* [Short exercise]
Lay out every line of the data below as a numbered list, skipping any blank lines. Leave the picture out of your answer.

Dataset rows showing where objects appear
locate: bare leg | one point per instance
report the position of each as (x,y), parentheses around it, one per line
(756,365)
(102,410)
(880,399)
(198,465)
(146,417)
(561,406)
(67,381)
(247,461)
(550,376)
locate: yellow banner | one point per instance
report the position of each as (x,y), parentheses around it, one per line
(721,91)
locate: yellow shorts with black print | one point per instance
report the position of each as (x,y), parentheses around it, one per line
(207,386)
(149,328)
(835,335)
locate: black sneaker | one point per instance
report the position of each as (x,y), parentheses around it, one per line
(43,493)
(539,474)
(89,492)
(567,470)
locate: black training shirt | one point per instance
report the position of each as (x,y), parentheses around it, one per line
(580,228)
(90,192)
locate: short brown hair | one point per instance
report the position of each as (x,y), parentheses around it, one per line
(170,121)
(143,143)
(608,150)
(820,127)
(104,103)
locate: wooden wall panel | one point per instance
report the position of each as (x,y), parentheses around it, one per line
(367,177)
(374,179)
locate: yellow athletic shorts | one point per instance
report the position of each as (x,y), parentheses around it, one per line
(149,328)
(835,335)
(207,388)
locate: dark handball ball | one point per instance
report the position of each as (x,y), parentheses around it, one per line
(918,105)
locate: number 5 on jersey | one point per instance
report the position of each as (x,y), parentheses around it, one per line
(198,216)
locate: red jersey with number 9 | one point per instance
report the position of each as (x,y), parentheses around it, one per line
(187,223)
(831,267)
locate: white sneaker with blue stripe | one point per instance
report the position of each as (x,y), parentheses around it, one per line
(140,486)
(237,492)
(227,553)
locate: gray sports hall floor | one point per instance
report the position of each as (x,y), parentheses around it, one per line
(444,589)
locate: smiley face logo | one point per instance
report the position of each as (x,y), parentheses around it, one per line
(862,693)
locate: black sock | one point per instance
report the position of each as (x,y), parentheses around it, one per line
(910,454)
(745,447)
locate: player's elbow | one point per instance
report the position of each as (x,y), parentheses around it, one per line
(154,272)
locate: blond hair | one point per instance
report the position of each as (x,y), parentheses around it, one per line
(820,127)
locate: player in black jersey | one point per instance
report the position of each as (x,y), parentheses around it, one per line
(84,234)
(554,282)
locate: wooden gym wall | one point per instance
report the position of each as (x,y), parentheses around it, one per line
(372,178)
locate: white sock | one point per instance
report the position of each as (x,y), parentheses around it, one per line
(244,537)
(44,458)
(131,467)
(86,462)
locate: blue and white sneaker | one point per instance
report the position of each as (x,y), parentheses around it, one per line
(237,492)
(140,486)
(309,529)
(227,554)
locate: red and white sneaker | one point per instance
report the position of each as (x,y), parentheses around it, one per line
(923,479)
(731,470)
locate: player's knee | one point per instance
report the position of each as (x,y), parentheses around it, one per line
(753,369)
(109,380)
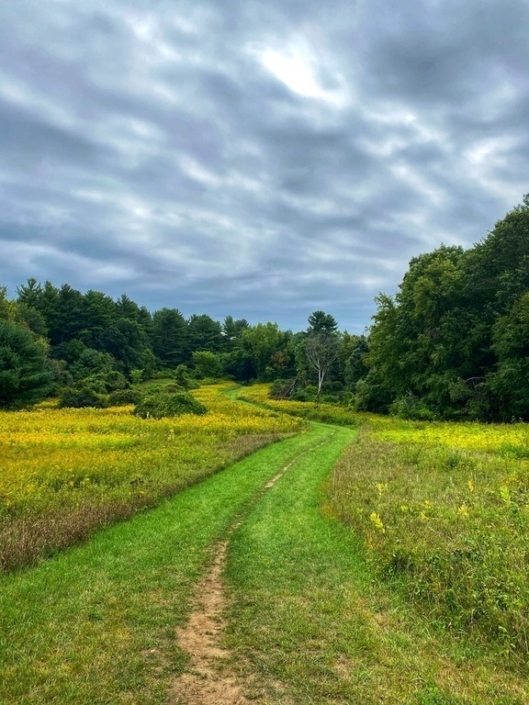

* [Written response]
1. locate: bare leg | one point per instance
2. report the position of each as (x,y), parentheses around it, one per line
3. (756,365)
4. (102,410)
5. (880,399)
6. (198,465)
7. (146,417)
8. (561,406)
9. (67,381)
10. (247,461)
11. (550,376)
12. locate: yellow banner | one point per instance
13. report the position of each as (x,y), parentheses around it, one per line
14. (721,91)
15. locate: yellow shorts with black print | one point per instance
16. report the position of each as (x,y), parentheses around it, one per line
17. (207,386)
18. (149,328)
19. (835,335)
20. locate: black sneaker | one point per instance
21. report the position of each as (x,y), parentheses around it, one per line
22. (43,493)
23. (539,474)
24. (89,492)
25. (567,470)
26. locate: black training shirt | one point per instance
27. report the position of each as (x,y), parentheses around it, one per line
28. (580,228)
29. (90,192)
30. locate: short brown hair | one point per instance
31. report the position of each as (x,y), parentheses around it, one per line
32. (170,121)
33. (143,143)
34. (608,150)
35. (820,127)
36. (104,103)
37. locate: wooden wall panel | one point per instance
38. report the position of each as (x,y), parentheses around it, one per line
39. (367,177)
40. (374,179)
41. locate: yellow athletic shorts | one point per instance
42. report the position of each as (x,y), parentheses around it, one per line
43. (149,328)
44. (835,335)
45. (207,388)
46. locate: dark handball ball | one point per instance
47. report the position of each as (x,y), parentheses around it, one per line
48. (918,105)
49. locate: number 5 on jersey | one point per instance
50. report the position of each as (x,y), parentheses around it, one per line
51. (198,216)
52. locate: red jersey with number 9 | one point per instance
53. report the position of each as (x,y), parentheses around it, one per line
54. (187,223)
55. (831,267)
56. locate: white sneaker with blue stripe | one point per instance
57. report the position of each as (x,y), parentheses around it, one per line
58. (140,486)
59. (237,492)
60. (227,553)
61. locate: gray sports hall floor | one point per instance
62. report the position of each as (x,y), parentheses around it, one per line
63. (444,589)
64. locate: smiley face logo | one point per instance
65. report the position of each as (x,y), parentheses around it, one per line
66. (862,693)
67. locate: black sock | one point per instance
68. report the position of each as (x,y), parentheses around it, one per line
69. (910,454)
70. (745,447)
71. locate: player's elbow | one point per instance
72. report the position of each as (x,y), parentheses around it, one per line
73. (154,272)
74. locate: blond hair | one point per instance
75. report the position of each as (x,y), parentheses around it, one per line
76. (820,127)
77. locate: player in black jersey | one point per instance
78. report the position of each as (x,y), parentheses around it, one per line
79. (84,234)
80. (554,282)
81. locate: wooden gym wall | one point per instance
82. report the position of each as (x,y), parentheses around it, one per line
83. (372,178)
84. locate: white sock | one point per instance
85. report the position of each as (x,y), parentheses around it, one per line
86. (244,537)
87. (44,458)
88. (131,467)
89. (86,462)
90. locate: blue and white sneaker | one point per instance
91. report the position of each as (x,y), parentheses around it, one per line
92. (237,492)
93. (140,486)
94. (309,529)
95. (227,554)
96. locate: red and white sneaker | one point per instance
97. report the position of each as (x,y), parentheses around it, one per line
98. (923,479)
99. (731,470)
100. locate: player's knee | one point per instance
101. report the position of each as (x,y), parentheses around it, one per line
102. (753,369)
103. (109,380)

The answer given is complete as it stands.